Retype every entry precisely and keep each line whole.

==== Given data

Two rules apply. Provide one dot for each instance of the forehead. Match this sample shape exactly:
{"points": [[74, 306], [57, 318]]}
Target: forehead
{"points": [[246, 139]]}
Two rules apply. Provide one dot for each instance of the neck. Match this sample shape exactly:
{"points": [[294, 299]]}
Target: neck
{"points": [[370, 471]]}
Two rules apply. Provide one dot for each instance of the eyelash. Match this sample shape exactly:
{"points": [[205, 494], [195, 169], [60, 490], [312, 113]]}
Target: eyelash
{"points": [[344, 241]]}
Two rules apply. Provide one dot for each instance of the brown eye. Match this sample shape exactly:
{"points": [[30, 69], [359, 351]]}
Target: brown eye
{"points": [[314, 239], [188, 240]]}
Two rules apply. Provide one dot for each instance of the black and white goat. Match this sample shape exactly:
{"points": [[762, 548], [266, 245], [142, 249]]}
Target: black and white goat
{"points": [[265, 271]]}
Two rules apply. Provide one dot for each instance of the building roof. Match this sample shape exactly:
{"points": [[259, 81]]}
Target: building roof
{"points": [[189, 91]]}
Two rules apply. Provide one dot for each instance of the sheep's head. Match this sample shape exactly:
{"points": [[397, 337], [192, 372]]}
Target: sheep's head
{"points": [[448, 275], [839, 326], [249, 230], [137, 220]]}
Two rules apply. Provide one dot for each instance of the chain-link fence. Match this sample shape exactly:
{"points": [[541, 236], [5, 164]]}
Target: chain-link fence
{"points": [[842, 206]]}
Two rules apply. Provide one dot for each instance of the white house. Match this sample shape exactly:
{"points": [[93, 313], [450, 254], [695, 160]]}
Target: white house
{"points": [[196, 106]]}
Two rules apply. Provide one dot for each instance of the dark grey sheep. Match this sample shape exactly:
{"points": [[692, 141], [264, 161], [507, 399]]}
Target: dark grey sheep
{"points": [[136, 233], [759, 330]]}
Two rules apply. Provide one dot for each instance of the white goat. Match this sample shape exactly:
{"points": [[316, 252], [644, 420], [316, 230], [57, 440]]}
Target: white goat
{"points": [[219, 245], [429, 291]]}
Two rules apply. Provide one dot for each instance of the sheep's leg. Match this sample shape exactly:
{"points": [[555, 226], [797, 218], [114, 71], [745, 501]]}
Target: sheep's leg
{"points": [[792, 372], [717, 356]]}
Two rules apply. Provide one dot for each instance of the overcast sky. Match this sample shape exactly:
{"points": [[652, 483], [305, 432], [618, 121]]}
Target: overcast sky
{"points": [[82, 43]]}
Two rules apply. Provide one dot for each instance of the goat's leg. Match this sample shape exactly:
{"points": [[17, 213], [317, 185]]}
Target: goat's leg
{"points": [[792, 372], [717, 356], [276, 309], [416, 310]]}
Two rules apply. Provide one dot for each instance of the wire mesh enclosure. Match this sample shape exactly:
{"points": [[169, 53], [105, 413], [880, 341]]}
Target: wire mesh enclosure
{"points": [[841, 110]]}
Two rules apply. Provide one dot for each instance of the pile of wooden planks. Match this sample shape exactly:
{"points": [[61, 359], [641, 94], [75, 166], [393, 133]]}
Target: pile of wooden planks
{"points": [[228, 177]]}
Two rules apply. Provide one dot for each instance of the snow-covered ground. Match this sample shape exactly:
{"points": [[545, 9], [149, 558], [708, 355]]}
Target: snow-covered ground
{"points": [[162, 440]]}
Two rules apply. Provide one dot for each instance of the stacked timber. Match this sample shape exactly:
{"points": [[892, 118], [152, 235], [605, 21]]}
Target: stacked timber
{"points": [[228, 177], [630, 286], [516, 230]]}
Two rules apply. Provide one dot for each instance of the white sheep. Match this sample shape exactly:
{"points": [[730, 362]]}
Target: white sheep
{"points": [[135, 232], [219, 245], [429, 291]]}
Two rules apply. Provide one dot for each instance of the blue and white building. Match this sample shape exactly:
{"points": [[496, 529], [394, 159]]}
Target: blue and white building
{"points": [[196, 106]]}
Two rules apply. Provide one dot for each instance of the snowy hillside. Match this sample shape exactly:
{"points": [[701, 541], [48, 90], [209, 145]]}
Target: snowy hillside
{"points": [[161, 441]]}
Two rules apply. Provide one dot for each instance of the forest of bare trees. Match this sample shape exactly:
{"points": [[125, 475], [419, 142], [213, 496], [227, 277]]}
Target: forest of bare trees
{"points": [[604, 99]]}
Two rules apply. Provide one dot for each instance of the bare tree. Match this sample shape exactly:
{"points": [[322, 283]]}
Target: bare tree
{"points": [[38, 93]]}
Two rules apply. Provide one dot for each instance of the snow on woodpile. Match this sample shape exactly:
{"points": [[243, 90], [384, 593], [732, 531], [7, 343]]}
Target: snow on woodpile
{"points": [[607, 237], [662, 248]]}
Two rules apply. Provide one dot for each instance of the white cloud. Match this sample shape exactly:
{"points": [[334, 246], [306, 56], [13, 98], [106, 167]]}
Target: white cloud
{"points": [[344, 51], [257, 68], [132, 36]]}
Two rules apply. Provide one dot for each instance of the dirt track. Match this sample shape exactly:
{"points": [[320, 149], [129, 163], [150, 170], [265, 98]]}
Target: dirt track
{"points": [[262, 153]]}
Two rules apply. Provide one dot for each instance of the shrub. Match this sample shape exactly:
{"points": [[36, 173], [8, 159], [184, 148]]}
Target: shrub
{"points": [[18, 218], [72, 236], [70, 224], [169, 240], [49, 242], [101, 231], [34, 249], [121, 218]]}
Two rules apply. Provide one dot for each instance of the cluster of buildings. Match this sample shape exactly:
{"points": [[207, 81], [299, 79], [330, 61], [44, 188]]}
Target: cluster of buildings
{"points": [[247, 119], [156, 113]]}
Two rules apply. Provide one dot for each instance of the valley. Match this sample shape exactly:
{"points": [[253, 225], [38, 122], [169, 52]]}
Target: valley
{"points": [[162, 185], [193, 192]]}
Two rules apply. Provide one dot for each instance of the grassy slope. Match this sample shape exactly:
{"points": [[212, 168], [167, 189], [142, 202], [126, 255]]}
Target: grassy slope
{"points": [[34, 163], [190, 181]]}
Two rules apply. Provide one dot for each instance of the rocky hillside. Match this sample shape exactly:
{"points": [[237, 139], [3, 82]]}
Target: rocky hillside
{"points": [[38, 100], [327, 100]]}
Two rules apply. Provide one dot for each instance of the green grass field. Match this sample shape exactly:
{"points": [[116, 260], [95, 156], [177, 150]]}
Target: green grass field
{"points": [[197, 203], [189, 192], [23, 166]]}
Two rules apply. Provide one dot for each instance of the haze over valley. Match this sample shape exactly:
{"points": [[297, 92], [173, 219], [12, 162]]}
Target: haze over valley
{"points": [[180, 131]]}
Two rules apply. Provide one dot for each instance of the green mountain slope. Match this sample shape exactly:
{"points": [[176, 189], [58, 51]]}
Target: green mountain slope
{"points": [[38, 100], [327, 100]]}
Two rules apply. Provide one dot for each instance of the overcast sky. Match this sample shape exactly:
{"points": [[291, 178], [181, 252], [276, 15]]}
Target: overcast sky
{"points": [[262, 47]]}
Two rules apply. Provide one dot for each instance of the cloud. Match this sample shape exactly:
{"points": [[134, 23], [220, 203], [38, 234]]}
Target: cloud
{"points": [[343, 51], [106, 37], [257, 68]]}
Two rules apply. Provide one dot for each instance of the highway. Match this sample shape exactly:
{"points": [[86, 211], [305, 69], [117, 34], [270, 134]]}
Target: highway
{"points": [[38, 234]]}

========

| Solution |
Two rules apply. Provide one dot for each instance of the forehead. Match this sample shape exactly:
{"points": [[74, 306], [57, 318]]}
Target: forehead
{"points": [[246, 139]]}
Two rules apply. Provide one dot for each instance of the neck. Match this sample shape exactly:
{"points": [[294, 299]]}
Target: neck
{"points": [[370, 471]]}
Two rules apply. Provide one dot for each instance of the eyelash. Match this sample shape exactly:
{"points": [[205, 494], [195, 169], [60, 490], [312, 113]]}
Target: eyelash
{"points": [[344, 241]]}
Two rules apply. Provide one dot for each instance of the brown eye. Match this sample shape exactly:
{"points": [[30, 69], [359, 351]]}
Target: brown eye
{"points": [[314, 239], [188, 240]]}
Two rules apply. Provide one dot for each instance of the black and white goat. Match this sample shape exactly:
{"points": [[762, 548], [266, 245], [142, 249]]}
Target: black and white goat
{"points": [[265, 271]]}
Two rules apply. Provide one dot for each instance of the building roof. Match this sample shape exactly:
{"points": [[259, 81]]}
Target: building roof
{"points": [[189, 91]]}
Two rules apply. Provide one dot for each instance of the sheep's head. Match this sample shape exactly:
{"points": [[397, 337], [192, 372]]}
Target: sheep's head
{"points": [[448, 275], [839, 326], [249, 230], [137, 220]]}
Two rules apply. Provide one dot for each instance of the chain-link fence. Match this sample shape exactly:
{"points": [[541, 236], [5, 164]]}
Target: chain-link fence
{"points": [[842, 206]]}
Two rules apply. Provide one dot for each instance of the white house. Match this sample shape exactly:
{"points": [[93, 313], [450, 254], [695, 160]]}
Target: white house
{"points": [[196, 106]]}
Two rules apply. Provide one dot for each instance of the dark grey sheep. Match this sample shape exactly:
{"points": [[692, 141], [264, 161], [507, 399]]}
Target: dark grey sheep
{"points": [[136, 233], [759, 330]]}
Two rules apply. Provide one dot for each instance of the white goat. Match this sample shape exactly:
{"points": [[316, 252], [644, 420], [316, 230], [57, 440]]}
Target: white goat
{"points": [[219, 245], [429, 291]]}
Two rules apply. Provide one dot for each instance of the sheep's leg. Match this sample shape exactly:
{"points": [[555, 226], [797, 218], [114, 71], [745, 501]]}
Target: sheep's leg
{"points": [[792, 372], [717, 356]]}
Two rules apply. Provide one dot for each instance of the overcast sky. Match this sample shape exactly:
{"points": [[652, 483], [305, 432], [618, 121]]}
Target: overcast sky
{"points": [[82, 43]]}
Two rules apply. Provide one dot for each instance of the goat's leg. Match this sample shape exactly:
{"points": [[17, 213], [317, 185]]}
Target: goat's leg
{"points": [[792, 372], [717, 356], [276, 309], [416, 310]]}
Two rules apply. Provide one dot for each instance of the wire mesh enclosure. Match this sample shape exactly:
{"points": [[169, 53], [105, 413], [880, 341]]}
Target: wire mesh enclosure
{"points": [[841, 110]]}
Two rules apply. Provide one dot for each instance of the pile of wooden planks. Match this sample shape exactly:
{"points": [[61, 359], [641, 94], [75, 166], [393, 133]]}
Target: pile of wooden planks
{"points": [[228, 177]]}
Two rules apply. Provide one dot for each instance of the snow-covered ground. Match this sample shape exactly:
{"points": [[545, 9], [149, 558], [708, 355]]}
Target: snow-covered ground
{"points": [[162, 440]]}
Two rules apply. Provide one dot for each instance of the stacked timber. Match this sample shape exactly:
{"points": [[892, 118], [152, 235], [605, 21]]}
Target: stacked timber
{"points": [[228, 177], [630, 286], [516, 230]]}
Two rules apply. Provide one dot for each instance of the white sheep. Match this sample shape exactly:
{"points": [[730, 362]]}
Target: white sheep
{"points": [[135, 232], [219, 245], [429, 291]]}
Two rules apply. Provide one dot for each instance of the blue and white building. Match this sample shape exactly:
{"points": [[496, 529], [394, 159]]}
Target: blue and white building
{"points": [[196, 106]]}
Two rules apply. Provide one dot for each instance of the snowy hillside. Match this sample shape exactly:
{"points": [[701, 541], [48, 90], [209, 145]]}
Target: snowy hillside
{"points": [[161, 441]]}
Two rules apply. Provide one dot for each instance of the forest of bare trees. Match this sample shape exactly:
{"points": [[125, 475], [419, 142], [213, 496], [227, 277]]}
Target: forest of bare trees
{"points": [[604, 99]]}
Two rules apply. Provide one dot for each instance of the bare tree. Match this sample shape exactly:
{"points": [[322, 283]]}
Target: bare tree
{"points": [[38, 93]]}
Two rules apply. Provide one dot for each instance of the snow on woodpile. Match this sample shape exactly:
{"points": [[243, 90], [384, 593], [732, 531], [7, 343]]}
Target: snow on woodpile
{"points": [[607, 237], [662, 248]]}
Two rules apply. Provide one dot for each instance of the white cloud. Match this sample shape exactly:
{"points": [[334, 246], [306, 56], [13, 98], [106, 167]]}
Target: white cloud
{"points": [[344, 51], [257, 68], [132, 36]]}
Two rules apply. Provide one dot for each instance of the dirt track. Match this sample shape exactly:
{"points": [[320, 149], [129, 163], [150, 170], [265, 98]]}
Target: dirt track
{"points": [[262, 153]]}
Two rules apply. Provide one dot for each instance of the shrub. Match this sample shape exactly:
{"points": [[36, 173], [8, 159], [184, 148]]}
Target: shrub
{"points": [[18, 218], [72, 236], [70, 224], [169, 240], [49, 242], [101, 231], [34, 249], [121, 218]]}
Two rules apply. Provide one dot for each instance of the cluster of buildings. Match this sample shape exactly:
{"points": [[207, 81], [299, 79], [330, 61], [44, 188]]}
Target: cluster of buildings
{"points": [[247, 119], [156, 113]]}
Two rules apply. Provide one dot for each instance of the valley. Match this sample shape exactly:
{"points": [[253, 225], [38, 122], [169, 52]]}
Target: valley
{"points": [[162, 185], [193, 192]]}
Two rules apply. Provide one dot for each instance of the grassy slope. Match this sample shape exactly:
{"points": [[212, 168], [167, 189], [142, 202], [126, 255]]}
Target: grassy slope
{"points": [[34, 163], [190, 181]]}
Two rules apply. Provide one dot for each instance of the rocky hillside. Match this sample shape exactly:
{"points": [[237, 139], [3, 82]]}
Target: rocky hillside
{"points": [[38, 100], [327, 100]]}
Two rules apply. Provide one dot for each instance of the green grass field. Match this sample shape exactly:
{"points": [[116, 260], [95, 156], [177, 150]]}
Target: green grass field
{"points": [[197, 203], [189, 192], [23, 166]]}
Two rules apply. Provide one dot for each instance of the haze over valley. Match this sample shape exactly:
{"points": [[297, 92], [173, 219], [12, 162]]}
Target: haze over valley
{"points": [[180, 131]]}
Two rules apply. Provide one dot for each instance of the green mountain slope. Match this sample shape exactly:
{"points": [[176, 189], [58, 51]]}
Target: green mountain slope
{"points": [[38, 100], [327, 100]]}
Two rules apply. Provide one dot for each instance of the overcast sky. Match this sample shape exactly:
{"points": [[291, 178], [181, 252], [276, 15]]}
Target: overcast sky
{"points": [[262, 47]]}
Two rules apply. Provide one dot for each instance of the cloud. Match this sample shape exactly:
{"points": [[134, 23], [220, 203], [38, 234]]}
Target: cloud
{"points": [[343, 51], [106, 37], [257, 68]]}
Two rules apply. Provide one dot for each instance of the highway. Match this sample shape exactly:
{"points": [[86, 211], [305, 69], [117, 34], [270, 134]]}
Target: highway
{"points": [[38, 234]]}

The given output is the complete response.